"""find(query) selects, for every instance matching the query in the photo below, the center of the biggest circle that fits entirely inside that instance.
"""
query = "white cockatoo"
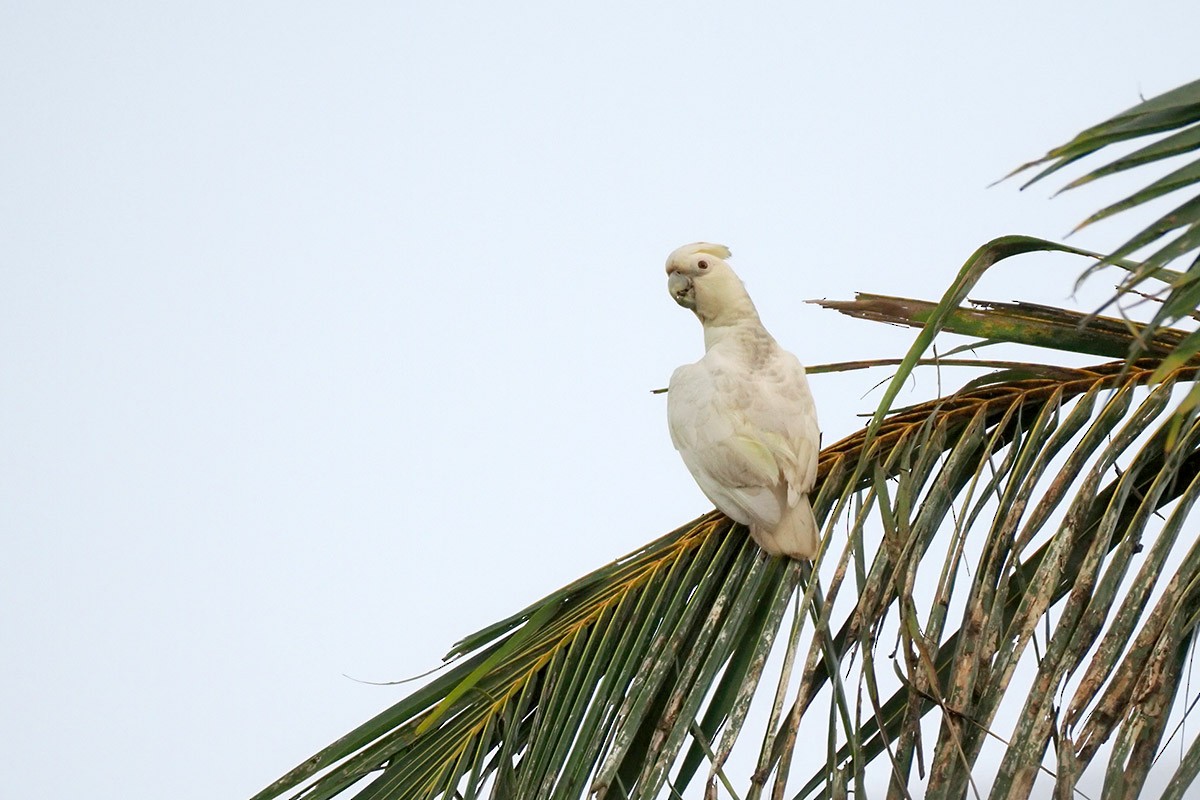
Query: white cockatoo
(743, 416)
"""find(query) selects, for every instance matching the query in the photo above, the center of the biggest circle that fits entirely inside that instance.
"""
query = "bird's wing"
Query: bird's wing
(783, 413)
(733, 464)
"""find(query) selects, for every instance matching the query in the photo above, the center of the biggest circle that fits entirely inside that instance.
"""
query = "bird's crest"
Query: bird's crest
(719, 251)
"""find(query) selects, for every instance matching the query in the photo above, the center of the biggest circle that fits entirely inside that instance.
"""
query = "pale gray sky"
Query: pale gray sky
(327, 331)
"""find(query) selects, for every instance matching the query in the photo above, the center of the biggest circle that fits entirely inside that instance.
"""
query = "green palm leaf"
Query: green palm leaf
(1015, 545)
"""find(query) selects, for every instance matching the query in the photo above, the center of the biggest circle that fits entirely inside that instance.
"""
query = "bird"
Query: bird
(743, 416)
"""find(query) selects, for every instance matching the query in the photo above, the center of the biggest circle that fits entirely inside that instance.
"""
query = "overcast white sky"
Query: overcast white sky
(327, 331)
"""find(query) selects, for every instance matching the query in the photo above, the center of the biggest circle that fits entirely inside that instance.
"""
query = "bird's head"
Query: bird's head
(700, 278)
(696, 265)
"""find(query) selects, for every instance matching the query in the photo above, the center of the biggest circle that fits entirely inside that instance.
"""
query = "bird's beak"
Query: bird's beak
(682, 289)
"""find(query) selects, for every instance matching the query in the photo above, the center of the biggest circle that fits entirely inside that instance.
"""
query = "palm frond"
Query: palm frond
(1018, 543)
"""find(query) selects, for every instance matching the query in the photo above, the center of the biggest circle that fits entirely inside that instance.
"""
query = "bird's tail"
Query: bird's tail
(796, 535)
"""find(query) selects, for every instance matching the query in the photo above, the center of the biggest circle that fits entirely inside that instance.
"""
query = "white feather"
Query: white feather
(743, 416)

Exercise
Return all of the data exactly as written, and drop the pictures.

Written response
"""find(query) selects, for every instance matching the query in the photo below, the center of the biggest circle that fits entirely inside that instance.
"""
query = "white cockatoo"
Query: white cockatoo
(743, 416)
"""find(query) selects, for every instance matching the query in the photo above, the center of the biggest circle that fits entirely inside that instance.
"""
query = "bird's wing"
Query: bird's wing
(783, 413)
(733, 464)
"""find(query) selects, for every instance matching the query in the photo above, the center of the biggest circle that fits entirely inside that instance.
"""
query = "bird's crest"
Query: bird's crest
(719, 251)
"""find(query) selects, for every instance matching the query in the photo above, the center of the biggest circle that fits entirely inside that instance.
"""
query = "pale gray sky"
Query: pale gray sky
(327, 331)
"""find(query) selects, for every instance matching the query in the photo above, the center of the biggest circle that fits entirely inside that instance.
"""
query = "green palm leaf"
Query: green palm leaf
(1015, 545)
"""find(query) selects, for every instance matching the query in the photo above, the center of the biggest circle that fits entirely inside that instance.
"""
query = "bird"
Query: bird
(743, 416)
"""find(query) selects, for every instance matching the query in the photo above, the center of the biggest circle that fits entirely inside that instance.
"""
query = "overcast white sky"
Query: overcast white sky
(327, 331)
"""find(query) selects, for every instance matching the query in the photo above, the center of the biggest circle that fits entirely inside that instance.
"""
query = "bird's head"
Query: bird's head
(700, 278)
(696, 265)
"""find(query) selects, for every instance matching the query in the photo above, the center of the biggest circle that fits entirely inside that instance.
"""
query = "bird's beak"
Query: bird's beak
(682, 289)
"""find(query) selects, for every instance matching the query in the photo above, the center of the biggest circle that fits entirely inside that instance.
"""
query = "palm frond"
Query: palm frond
(1018, 543)
"""find(query) selects, for every instance matching the query in the photo above, the center of the biggest circle that fits entirely inside that instance.
"""
query = "bird's tail"
Query: bird's tail
(796, 535)
"""find(query) selects, for every instance matching the query in the photo above, the center of the biggest circle that fits entirely inside that instance.
"""
query = "white feather"
Query: white feather
(743, 416)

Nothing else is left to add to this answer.